Content starts
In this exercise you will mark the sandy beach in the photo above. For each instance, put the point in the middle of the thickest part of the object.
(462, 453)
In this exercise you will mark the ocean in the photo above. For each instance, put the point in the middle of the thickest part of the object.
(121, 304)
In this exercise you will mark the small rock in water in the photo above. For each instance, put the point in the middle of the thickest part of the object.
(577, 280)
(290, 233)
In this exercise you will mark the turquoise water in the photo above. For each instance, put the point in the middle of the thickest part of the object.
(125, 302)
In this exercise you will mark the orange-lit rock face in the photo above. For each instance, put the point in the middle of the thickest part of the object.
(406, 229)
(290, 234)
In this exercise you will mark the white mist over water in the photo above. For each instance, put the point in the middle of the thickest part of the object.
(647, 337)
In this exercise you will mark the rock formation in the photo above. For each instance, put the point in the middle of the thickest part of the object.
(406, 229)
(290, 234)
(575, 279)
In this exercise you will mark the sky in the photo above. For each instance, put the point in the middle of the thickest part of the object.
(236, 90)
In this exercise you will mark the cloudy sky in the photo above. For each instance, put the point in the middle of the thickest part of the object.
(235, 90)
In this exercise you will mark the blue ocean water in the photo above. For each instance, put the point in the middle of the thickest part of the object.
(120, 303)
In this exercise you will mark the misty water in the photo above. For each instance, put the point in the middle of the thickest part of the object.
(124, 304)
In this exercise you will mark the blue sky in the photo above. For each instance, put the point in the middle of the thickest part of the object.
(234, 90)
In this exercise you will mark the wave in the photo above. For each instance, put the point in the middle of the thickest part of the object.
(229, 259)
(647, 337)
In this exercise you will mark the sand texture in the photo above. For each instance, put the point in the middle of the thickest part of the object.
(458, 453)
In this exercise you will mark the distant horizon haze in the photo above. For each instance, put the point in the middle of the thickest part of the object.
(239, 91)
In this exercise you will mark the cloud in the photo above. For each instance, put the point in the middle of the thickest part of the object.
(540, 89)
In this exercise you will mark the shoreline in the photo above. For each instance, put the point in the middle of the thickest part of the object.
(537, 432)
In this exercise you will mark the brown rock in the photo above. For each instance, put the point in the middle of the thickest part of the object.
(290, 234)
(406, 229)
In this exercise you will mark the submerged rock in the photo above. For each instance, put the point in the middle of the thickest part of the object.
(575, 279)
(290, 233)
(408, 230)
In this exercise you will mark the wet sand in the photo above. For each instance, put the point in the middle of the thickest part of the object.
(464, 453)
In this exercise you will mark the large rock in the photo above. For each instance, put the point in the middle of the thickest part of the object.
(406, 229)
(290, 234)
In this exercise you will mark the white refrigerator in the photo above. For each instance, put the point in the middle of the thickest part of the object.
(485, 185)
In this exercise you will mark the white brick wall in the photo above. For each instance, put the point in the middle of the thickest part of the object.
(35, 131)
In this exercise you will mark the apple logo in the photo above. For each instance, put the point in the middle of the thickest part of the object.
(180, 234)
Content ends
A precise copy of all the records is needed.

In this exercise you will mark the sandy beach in the photo above. For each instance, put the point in the middle of the thickest part of the object.
(462, 453)
In this exercise you will mark the ocean in the photo above. For each instance, put the point in the middle of the thickest part of the object.
(121, 304)
In this exercise you will mark the small rock in water in the photo above. For each instance, put the point in the middle of the thickest part of the object.
(577, 280)
(290, 233)
In this exercise you will mark the turquoise water in the photo above. For each instance, put the point in the middle of the thickest part of the object.
(125, 302)
In this exercise you will mark the orange-lit rock face in the photo above. For each instance, put the point in the middle of the thickest part of the object.
(406, 229)
(290, 234)
In this exercise you will mark the white mist over water in the photo above. For each instance, put the point in the middle of the thickest part of the object.
(647, 337)
In this exercise you will mark the rock formation in the photo above. For each instance, put the point in the middle of the thickest part of the object.
(406, 229)
(290, 234)
(575, 279)
In this exercise you will mark the sky in the photo above. For each instance, put the point in the middle of the thickest part of the object.
(236, 90)
In this exercise you will mark the cloudy sky in the photo above. For each instance, put the point in the middle of the thickest part of the object.
(235, 90)
In this exercise you will mark the blue ocean water in the photo above. For each instance, put the point in the middle of the thickest part of the object.
(120, 303)
In this exercise you will mark the misty water in the photo above. For each instance, put the point in the middle of the thickest part of the object.
(124, 304)
In this exercise you will mark the blue sky in the photo above. For each instance, put the point in the middle of the thickest part of the object.
(234, 90)
In this exercise you will mark the wave in the photo above. For each instance, put the point in the middle of the thickest part of the object.
(229, 259)
(647, 337)
In this exercise you will mark the sand texture in the photo above. For each instance, put the point in the middle of the thickest part of the object.
(458, 453)
In this exercise you will mark the distant horizon haze in the photo above. For each instance, put the point in the middle of the thickest part of the object.
(239, 91)
In this exercise you will mark the cloud in the photo above. For each instance, put the point in the middle of the thickest part of the object.
(540, 89)
In this exercise you will mark the shoreline in the photo above. For each instance, put the point in the middle of the thickest part of the object.
(537, 432)
In this exercise you will mark the brown rock in the photo above. For each instance, put the point in the middle of the thickest part of the object.
(290, 234)
(406, 229)
In this exercise you will mark the submerged rock in the photo above. For each instance, put the point in the middle of the thickest part of the object.
(575, 279)
(290, 233)
(408, 230)
In this exercise you will mark the wet sand in the photo above. For each instance, put the point in the middle of the thickest part of the object.
(464, 453)
In this exercise you will mark the large rock in the photo above. For each instance, put the point in the middle of the thickest part of the object.
(406, 229)
(290, 234)
In this exercise you will mark the white refrigerator in the photo above. For each instance, put the point in the middle of the thickest part of the object.
(485, 185)
In this exercise you will mark the white brick wall in the photo above. For each instance, put the point in the middle of the thickest part of the object.
(35, 131)
In this exercise you will mark the apple logo in the photo above. For each instance, put the point in the middle of the thickest part of the object.
(180, 234)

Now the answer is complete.